**DEINE AUFGABE:** Ersetze in den Zeilen vom Anfang bis einschließlich der Zeile mit „box: [187, 181, 250, 199]“ den Ausdruck „pixel-accurate“ durch „pixel-precise“ und gib nur diese Zeilen sonst unverändert wieder. Lass die Bilder dabei weg.

**DATEN ZUR DURCHSICHT:**

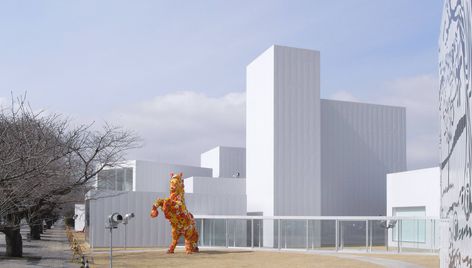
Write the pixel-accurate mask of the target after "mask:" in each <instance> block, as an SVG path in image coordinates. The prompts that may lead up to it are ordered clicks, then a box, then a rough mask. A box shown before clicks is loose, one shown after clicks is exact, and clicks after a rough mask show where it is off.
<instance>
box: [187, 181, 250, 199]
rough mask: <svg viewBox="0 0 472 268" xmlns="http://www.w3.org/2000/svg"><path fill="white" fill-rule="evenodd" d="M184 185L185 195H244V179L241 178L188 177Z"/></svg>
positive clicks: (244, 184)
mask: <svg viewBox="0 0 472 268" xmlns="http://www.w3.org/2000/svg"><path fill="white" fill-rule="evenodd" d="M184 183H185V192H186V193H196V194H238V195H246V179H243V178H207V177H190V178H186V179H185V181H184Z"/></svg>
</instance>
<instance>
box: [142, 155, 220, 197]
mask: <svg viewBox="0 0 472 268" xmlns="http://www.w3.org/2000/svg"><path fill="white" fill-rule="evenodd" d="M180 172H182V173H183V177H184V178H187V177H192V176H201V177H211V175H212V170H211V169H209V168H201V167H192V166H185V165H176V164H163V163H155V162H150V161H141V160H137V161H136V167H135V184H136V187H135V191H142V192H165V191H168V190H169V178H170V176H169V174H170V173H180Z"/></svg>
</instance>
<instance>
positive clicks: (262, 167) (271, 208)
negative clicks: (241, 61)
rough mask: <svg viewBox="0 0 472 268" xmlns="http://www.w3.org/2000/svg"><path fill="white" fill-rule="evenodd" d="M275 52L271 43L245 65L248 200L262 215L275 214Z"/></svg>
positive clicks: (246, 168) (254, 210) (248, 209)
mask: <svg viewBox="0 0 472 268" xmlns="http://www.w3.org/2000/svg"><path fill="white" fill-rule="evenodd" d="M274 53H275V47H274V46H272V47H271V48H269V49H268V50H266V51H265V52H264V53H262V55H260V56H259V57H258V58H257V59H255V60H254V61H253V62H252V63H251V64H249V65H248V66H247V69H246V72H247V74H246V75H247V80H246V83H247V84H246V89H247V92H246V172H247V175H246V177H247V181H246V183H247V204H248V211H249V212H263V213H264V216H273V215H274V117H275V116H274V95H275V92H274V64H275V63H274ZM261 197H263V198H261Z"/></svg>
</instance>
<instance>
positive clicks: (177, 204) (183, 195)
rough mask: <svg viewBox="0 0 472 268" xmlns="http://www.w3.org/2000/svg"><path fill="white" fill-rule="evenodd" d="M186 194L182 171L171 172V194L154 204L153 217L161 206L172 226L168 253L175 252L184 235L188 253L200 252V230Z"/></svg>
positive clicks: (152, 210)
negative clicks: (157, 209) (199, 234)
mask: <svg viewBox="0 0 472 268" xmlns="http://www.w3.org/2000/svg"><path fill="white" fill-rule="evenodd" d="M184 195H185V191H184V181H183V179H182V173H179V174H171V179H170V196H169V197H168V198H166V199H161V198H158V199H157V200H156V202H155V203H154V205H153V206H152V210H151V217H152V218H155V217H157V215H158V214H159V212H158V211H157V208H158V207H160V208H161V210H162V211H163V212H164V216H165V217H166V219H168V220H169V222H170V224H171V226H172V243H171V244H170V246H169V250H168V251H167V252H168V253H174V249H175V246H176V245H177V241H179V238H180V236H182V235H183V236H184V238H185V251H186V252H187V253H188V254H191V253H193V252H198V247H197V242H198V232H197V228H196V225H195V220H194V218H193V215H192V213H190V212H188V210H187V207H186V206H185V196H184Z"/></svg>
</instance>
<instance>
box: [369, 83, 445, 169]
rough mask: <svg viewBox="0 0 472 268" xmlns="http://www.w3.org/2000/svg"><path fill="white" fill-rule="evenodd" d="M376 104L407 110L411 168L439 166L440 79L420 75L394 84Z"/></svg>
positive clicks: (386, 88)
mask: <svg viewBox="0 0 472 268" xmlns="http://www.w3.org/2000/svg"><path fill="white" fill-rule="evenodd" d="M382 92H385V93H384V96H383V97H379V98H378V99H377V100H376V102H378V103H382V104H390V105H397V106H404V107H406V114H407V124H406V129H407V159H408V168H409V169H415V168H423V167H432V166H437V165H438V163H439V145H438V144H439V100H438V99H439V97H438V96H439V95H438V94H439V93H438V92H439V83H438V78H437V76H434V75H418V76H413V77H407V78H401V79H397V80H395V81H391V82H389V83H387V84H386V85H385V90H383V91H382Z"/></svg>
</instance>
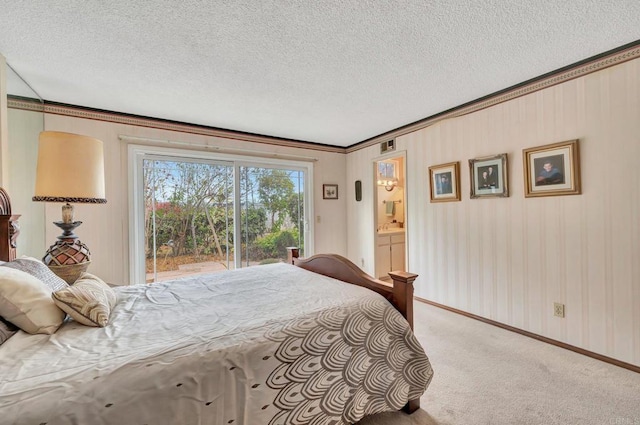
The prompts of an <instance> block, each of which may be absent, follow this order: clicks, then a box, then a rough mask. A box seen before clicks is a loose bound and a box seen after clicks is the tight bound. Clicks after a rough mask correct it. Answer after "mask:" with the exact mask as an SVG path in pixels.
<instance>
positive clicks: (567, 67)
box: [346, 41, 640, 153]
mask: <svg viewBox="0 0 640 425" xmlns="http://www.w3.org/2000/svg"><path fill="white" fill-rule="evenodd" d="M639 57H640V41H636V42H633V43H630V44H627V45H625V46H622V47H620V48H618V49H615V50H614V51H610V52H606V53H603V54H601V55H598V56H595V57H593V58H589V59H586V60H584V61H582V62H578V63H576V64H573V65H569V66H567V67H565V68H561V69H559V70H556V71H553V72H550V73H548V74H545V75H542V76H540V77H537V78H534V79H532V80H529V81H525V82H524V83H521V84H518V85H516V86H513V87H509V88H507V89H505V90H501V91H499V92H497V93H493V94H490V95H488V96H485V97H482V98H480V99H476V100H474V101H471V102H469V103H466V104H464V105H460V106H458V107H455V108H453V109H450V110H448V111H445V112H442V113H440V114H437V115H434V116H431V117H428V118H425V119H422V120H420V121H416V122H414V123H411V124H407V125H406V126H403V127H400V128H397V129H395V130H391V131H389V132H386V133H383V134H380V135H378V136H375V137H372V138H370V139H367V140H364V141H362V142H360V143H357V144H355V145H351V146H349V147H347V148H346V153H351V152H355V151H358V150H360V149H365V148H368V147H369V146H373V145H376V144H378V143H381V142H384V141H387V140H390V139H394V138H396V137H399V136H403V135H405V134H408V133H412V132H414V131H418V130H422V129H423V128H426V127H429V126H431V125H433V124H436V123H438V122H440V121H443V120H446V119H450V118H456V117H460V116H463V115H467V114H470V113H472V112H477V111H480V110H482V109H485V108H489V107H491V106H495V105H498V104H500V103H503V102H507V101H509V100H513V99H516V98H518V97H521V96H525V95H528V94H531V93H534V92H537V91H540V90H544V89H546V88H549V87H552V86H555V85H557V84H561V83H564V82H567V81H570V80H573V79H576V78H579V77H583V76H585V75H588V74H591V73H593V72H597V71H600V70H603V69H605V68H609V67H612V66H615V65H618V64H621V63H623V62H627V61H630V60H633V59H637V58H639Z"/></svg>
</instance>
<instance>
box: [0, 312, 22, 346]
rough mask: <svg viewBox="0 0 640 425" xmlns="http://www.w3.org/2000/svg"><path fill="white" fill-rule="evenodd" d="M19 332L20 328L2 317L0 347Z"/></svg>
mask: <svg viewBox="0 0 640 425" xmlns="http://www.w3.org/2000/svg"><path fill="white" fill-rule="evenodd" d="M16 332H18V327H17V326H14V325H13V324H11V323H9V322H7V321H5V320H4V319H3V318H2V317H0V345H2V344H3V343H4V342H5V341H6V340H8V339H9V338H11V337H12V336H13V334H14V333H16Z"/></svg>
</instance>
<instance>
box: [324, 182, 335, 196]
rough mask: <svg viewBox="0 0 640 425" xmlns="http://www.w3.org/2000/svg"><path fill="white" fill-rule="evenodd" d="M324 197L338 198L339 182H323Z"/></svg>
mask: <svg viewBox="0 0 640 425" xmlns="http://www.w3.org/2000/svg"><path fill="white" fill-rule="evenodd" d="M322 199H338V185H337V184H323V185H322Z"/></svg>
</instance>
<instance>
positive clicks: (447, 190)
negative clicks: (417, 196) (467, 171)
mask: <svg viewBox="0 0 640 425" xmlns="http://www.w3.org/2000/svg"><path fill="white" fill-rule="evenodd" d="M429 180H430V181H431V184H430V186H431V202H452V201H459V200H460V162H450V163H448V164H442V165H433V166H431V167H429Z"/></svg>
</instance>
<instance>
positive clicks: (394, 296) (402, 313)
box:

**LÖSUNG DER ÜBUNG:**
Write the pixel-precise mask of the target after "mask:" in each <instance> block, as an SVG path in image coordinates. The prompts that may lead up to it are ordered clicks, then a box, then a rough mask. A box shown before clicks is loose, one shown after clicks is exact, and clicks after a rough mask show where it is off.
<instance>
box: [187, 181, 250, 199]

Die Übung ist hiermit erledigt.